* _Action item_
Please print each record that follows precisely as it appears.

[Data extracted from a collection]
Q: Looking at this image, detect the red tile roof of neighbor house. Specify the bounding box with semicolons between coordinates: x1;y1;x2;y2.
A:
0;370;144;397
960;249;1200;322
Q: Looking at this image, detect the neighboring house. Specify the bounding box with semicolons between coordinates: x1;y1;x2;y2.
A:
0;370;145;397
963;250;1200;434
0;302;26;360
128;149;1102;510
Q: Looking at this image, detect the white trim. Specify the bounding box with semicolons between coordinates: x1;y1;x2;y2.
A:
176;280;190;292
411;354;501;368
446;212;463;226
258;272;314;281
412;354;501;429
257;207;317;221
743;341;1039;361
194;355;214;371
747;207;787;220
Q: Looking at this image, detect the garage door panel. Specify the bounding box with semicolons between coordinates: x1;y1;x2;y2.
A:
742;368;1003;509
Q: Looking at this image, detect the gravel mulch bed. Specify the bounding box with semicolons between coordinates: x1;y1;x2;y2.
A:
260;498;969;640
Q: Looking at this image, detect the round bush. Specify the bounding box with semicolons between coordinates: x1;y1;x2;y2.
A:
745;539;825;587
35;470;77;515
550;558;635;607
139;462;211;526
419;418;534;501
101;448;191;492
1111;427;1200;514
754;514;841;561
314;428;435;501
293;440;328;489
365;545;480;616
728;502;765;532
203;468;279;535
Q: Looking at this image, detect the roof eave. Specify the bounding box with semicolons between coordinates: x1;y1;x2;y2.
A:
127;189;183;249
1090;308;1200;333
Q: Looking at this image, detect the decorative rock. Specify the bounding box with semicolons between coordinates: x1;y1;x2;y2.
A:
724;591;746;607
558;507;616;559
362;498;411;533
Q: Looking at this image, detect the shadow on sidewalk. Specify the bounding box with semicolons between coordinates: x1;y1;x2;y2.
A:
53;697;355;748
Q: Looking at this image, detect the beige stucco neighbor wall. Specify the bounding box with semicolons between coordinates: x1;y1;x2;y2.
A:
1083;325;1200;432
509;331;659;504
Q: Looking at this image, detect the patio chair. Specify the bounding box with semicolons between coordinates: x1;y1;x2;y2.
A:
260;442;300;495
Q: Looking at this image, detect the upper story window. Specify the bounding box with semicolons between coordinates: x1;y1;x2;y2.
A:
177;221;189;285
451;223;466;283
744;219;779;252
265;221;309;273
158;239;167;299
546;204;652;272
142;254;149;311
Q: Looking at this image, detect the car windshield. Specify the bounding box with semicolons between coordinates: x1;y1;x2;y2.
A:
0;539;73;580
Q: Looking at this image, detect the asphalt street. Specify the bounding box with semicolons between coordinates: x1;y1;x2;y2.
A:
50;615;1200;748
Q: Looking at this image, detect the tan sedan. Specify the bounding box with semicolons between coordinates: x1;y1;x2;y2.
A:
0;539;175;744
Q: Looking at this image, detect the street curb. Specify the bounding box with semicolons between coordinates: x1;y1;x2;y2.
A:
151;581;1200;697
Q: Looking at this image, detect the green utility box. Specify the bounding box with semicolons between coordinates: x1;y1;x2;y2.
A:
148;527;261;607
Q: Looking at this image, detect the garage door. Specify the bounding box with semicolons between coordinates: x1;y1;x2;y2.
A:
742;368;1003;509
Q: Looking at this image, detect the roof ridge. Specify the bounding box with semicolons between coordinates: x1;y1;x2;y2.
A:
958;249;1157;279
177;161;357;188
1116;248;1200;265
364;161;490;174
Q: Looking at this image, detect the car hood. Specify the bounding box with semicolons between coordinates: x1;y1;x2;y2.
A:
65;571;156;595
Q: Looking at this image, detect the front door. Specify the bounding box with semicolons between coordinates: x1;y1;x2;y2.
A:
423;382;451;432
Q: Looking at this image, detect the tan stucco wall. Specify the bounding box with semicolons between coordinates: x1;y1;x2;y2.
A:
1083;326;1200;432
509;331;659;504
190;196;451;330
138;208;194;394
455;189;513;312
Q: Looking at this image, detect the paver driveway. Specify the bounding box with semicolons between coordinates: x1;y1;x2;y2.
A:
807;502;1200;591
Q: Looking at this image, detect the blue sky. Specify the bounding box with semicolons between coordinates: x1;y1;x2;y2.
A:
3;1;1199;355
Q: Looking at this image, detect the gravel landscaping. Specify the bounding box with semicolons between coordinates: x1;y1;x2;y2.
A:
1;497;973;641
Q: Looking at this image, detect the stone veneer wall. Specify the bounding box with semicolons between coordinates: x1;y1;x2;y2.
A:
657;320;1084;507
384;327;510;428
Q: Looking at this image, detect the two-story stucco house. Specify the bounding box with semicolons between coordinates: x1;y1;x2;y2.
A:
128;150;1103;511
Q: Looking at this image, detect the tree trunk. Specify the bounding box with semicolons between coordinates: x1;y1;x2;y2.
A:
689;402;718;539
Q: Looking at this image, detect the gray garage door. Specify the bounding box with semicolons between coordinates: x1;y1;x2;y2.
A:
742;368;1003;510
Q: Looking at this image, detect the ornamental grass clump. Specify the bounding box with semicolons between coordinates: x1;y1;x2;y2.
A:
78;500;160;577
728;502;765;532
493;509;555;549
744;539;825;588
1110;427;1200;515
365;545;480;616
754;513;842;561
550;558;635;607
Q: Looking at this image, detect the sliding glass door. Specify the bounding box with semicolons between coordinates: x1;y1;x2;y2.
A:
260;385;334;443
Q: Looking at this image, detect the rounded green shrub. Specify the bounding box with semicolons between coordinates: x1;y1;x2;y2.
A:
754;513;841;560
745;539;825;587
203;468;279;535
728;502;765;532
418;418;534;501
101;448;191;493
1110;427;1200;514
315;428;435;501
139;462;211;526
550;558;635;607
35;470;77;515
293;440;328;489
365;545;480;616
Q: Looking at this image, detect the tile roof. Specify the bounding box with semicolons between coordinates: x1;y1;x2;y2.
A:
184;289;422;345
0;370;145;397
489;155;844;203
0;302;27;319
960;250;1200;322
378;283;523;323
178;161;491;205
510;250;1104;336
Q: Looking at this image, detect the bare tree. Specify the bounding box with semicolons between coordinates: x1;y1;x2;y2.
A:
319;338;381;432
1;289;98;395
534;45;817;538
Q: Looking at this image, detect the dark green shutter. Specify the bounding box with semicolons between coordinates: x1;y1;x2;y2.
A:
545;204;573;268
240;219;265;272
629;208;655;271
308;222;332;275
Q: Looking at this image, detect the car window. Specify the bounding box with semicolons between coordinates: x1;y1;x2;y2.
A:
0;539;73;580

* _Response to the task_
Q: Looking at this image, detect the red tile roof of neighbor house. Specify the bounding box with semicolons between coordinates: x1;y1;x2;y2.
A:
0;370;144;397
960;249;1200;322
Q: Looking at this image, detect the neighboring house. Specify the bounding box with semicolons between coordinates: x1;y1;x2;y2.
A:
0;370;145;397
963;250;1200;434
0;302;26;360
128;149;1102;510
Q: Looking at this image, detect the white trim. Specify the bounding box with semicolons between coordinates: x1;y1;x2;y2.
A:
176;280;190;292
411;354;501;368
446;212;463;226
258;272;314;281
412;354;501;429
257;207;317;221
743;341;1039;361
194;355;214;371
747;207;787;220
Q: Looking at this image, detect the garage door panel. Specify the bounding box with semicolons between coordinates: x1;y1;x2;y2.
A:
742;368;1003;509
Q: Looking at this image, detect the gravel mulch bed. Specify the bounding box with semicolons between coordinates: x1;y1;x2;y2.
A:
260;498;969;640
Q: Looking at this image, detect the round bush. Specify the bounding box with semicolons between coordinates: x1;y1;x2;y2.
A:
745;539;825;587
35;470;77;515
550;558;635;607
139;462;211;526
419;418;534;501
101;448;191;492
1111;427;1200;514
754;514;841;561
314;428;435;501
293;440;328;489
365;545;480;616
728;502;765;532
203;468;279;535
Q: Looking at this image, detect the roof eave. Specify the bounding box with semicolons between coordinates: x1;y1;x2;y2.
A:
127;189;183;249
1090;308;1200;333
Q: Looking at this image, detect the decorative rock. Specify the bounding box with semicolons between coordinates: x1;y1;x2;y2.
A:
724;591;746;607
558;507;616;559
362;498;411;533
Q: Looking at this image, detect the shadow on sidewalk. Specify the bounding box with semicolons between coordinates: x1;y1;x2;y2.
A:
53;697;355;748
Q: Looking at this image, detect the beige stucco neighbor wall. Specify the bounding box with semicolons between coordinates: x1;y1;x2;y2.
A:
1083;325;1200;432
509;331;659;504
Q: Looking at this image, detect the patio chair. Specify the bounding box with semicolons between coordinates: x1;y1;x2;y2.
A:
260;442;300;495
Q: Looking at this image, detect the upper story window. Specify the bounding box with semicolons between coordinates: x1;y1;x2;y2.
A:
177;221;189;285
451;223;466;283
744;219;779;252
265;221;309;273
158;239;167;299
546;204;652;272
142;254;149;311
Q: Looking at this image, detect the car windshield. Specify the bounding box with semicolons between coordinates: x1;y1;x2;y2.
A:
0;539;73;580
Q: Looking at this image, detect the asphalt street. Specify the bounding box with semicolons between coordinates: x1;y1;x2;y2.
A:
50;615;1200;748
Q: Looking at this image, detect the tan sedan. Specify the bounding box with semicolons between coordinates: x1;y1;x2;y2.
A:
0;539;175;744
Q: Looking at this image, detect the street curb. Specify the bounding box with semicolons between coordinates: x1;y1;x2;y2.
A:
151;581;1200;697
Q: Looking at this image, detect the green utility box. Specify the bounding box with semicolons between coordinates: x1;y1;x2;y2.
A:
148;527;261;607
Q: Looking at this image, detect the garage door. Specify the bounding box with semicolons between coordinates: x1;y1;x2;y2.
A:
742;368;1003;509
Q: Looking at this image, detect the roof ridge. Specify the bounding box with semicolons between coordinates: x1;y1;x2;y2.
A:
958;249;1157;279
177;161;357;188
1116;248;1200;265
364;161;490;174
Q: Looking at this image, detect the car hood. Specify the bounding box with semicolons between coordinates: x1;y1;x2;y2.
A:
65;571;156;595
Q: Looking at this image, detect the front door. Specify the bounding box with semicolons between coordinates: x1;y1;x2;y2.
A:
423;382;451;432
Q: Looking at this image, detect the tan stucco wall. Specify the bounding box with semicolons between coordinates: x1;y1;x2;y2.
A:
1083;326;1200;432
509;331;659;504
190;196;451;330
138;208;194;394
455;189;513;312
Q: Looking at this image, detect the paver driveway. Specify the bounding box with semicolons between coordinates: x1;y1;x2;y2.
A:
807;502;1200;591
Q: Looking at this image, detect the blue sky. Specify the bounding box with semicolons between coordinates: x1;y1;x2;y2.
A:
3;1;1199;355
Q: Looking at this image, detect the gravel landscaping. Specify the bounding box with semicolons between coordinates: x1;y1;x2;y2.
A:
1;497;973;641
Q: Looking at this image, detect the stone veneer wall. Specify the bounding box with semicolons between coordinates: x1;y1;x2;y2.
A:
657;320;1084;507
384;327;510;428
Q: Looking at this image, detect the two-story stucco house. Specify the bounding box with semicolons between coordinates: x1;y1;x2;y2.
A:
128;150;1103;511
Q: Looking at this image, detect the tree trunk. Specify the bounding box with semicolons between coordinates: x1;y1;x2;y2.
A:
689;402;718;539
Q: Looking at this image, detect the gray garage door. Specify the bounding box with semicolons between coordinates: x1;y1;x2;y2.
A:
742;368;1003;510
Q: Looking at this image, detect the ornamental grass clump. Specify the bounding box with semicolons between coordinates: x1;y1;x2;y2.
A:
78;500;160;577
728;502;765;532
493;509;555;549
744;539;825;588
1110;427;1200;515
365;545;480;616
754;513;842;561
550;558;635;607
Q: Looking at this image, detect the sliding glass door. Specify the bounding box with semicolons between coordinates: x1;y1;x2;y2.
A:
260;385;334;443
Q: Looking at this image, detect the rounded green shrub. Specify the bounding box with semicolons between coordinates: x1;y1;x2;y2.
A:
754;513;841;560
745;539;825;587
203;468;279;535
728;502;765;532
418;418;534;501
101;448;191;493
1110;427;1200;514
315;428;435;501
139;462;211;526
550;558;635;607
35;470;77;515
293;440;328;489
365;545;480;616
Q: Looking at this image, detect the tile roof. Specify the bounding box with semicolons between coordinates: x1;y1;x2;y2.
A:
184;289;422;345
0;370;145;397
489;155;844;203
0;302;27;319
960;250;1200;322
378;283;523;323
178;161;491;205
510;250;1104;336
Q: Looking at this image, detect the bare tree. Specify the bounding box with semicolons between coordinates: x1;y1;x2;y2.
A:
319;338;381;432
1;289;98;395
534;45;817;538
Q: Looking at this image, detect the dark green shutter. Specify the bounding box with semicolons between coordinates: x1;y1;x2;y2.
A:
545;204;573;268
240;219;265;272
629;208;655;271
308;222;332;275
Q: Looking at this image, detect the car window. Specify the bounding box with semicolons between coordinates: x1;y1;x2;y2.
A:
0;539;73;580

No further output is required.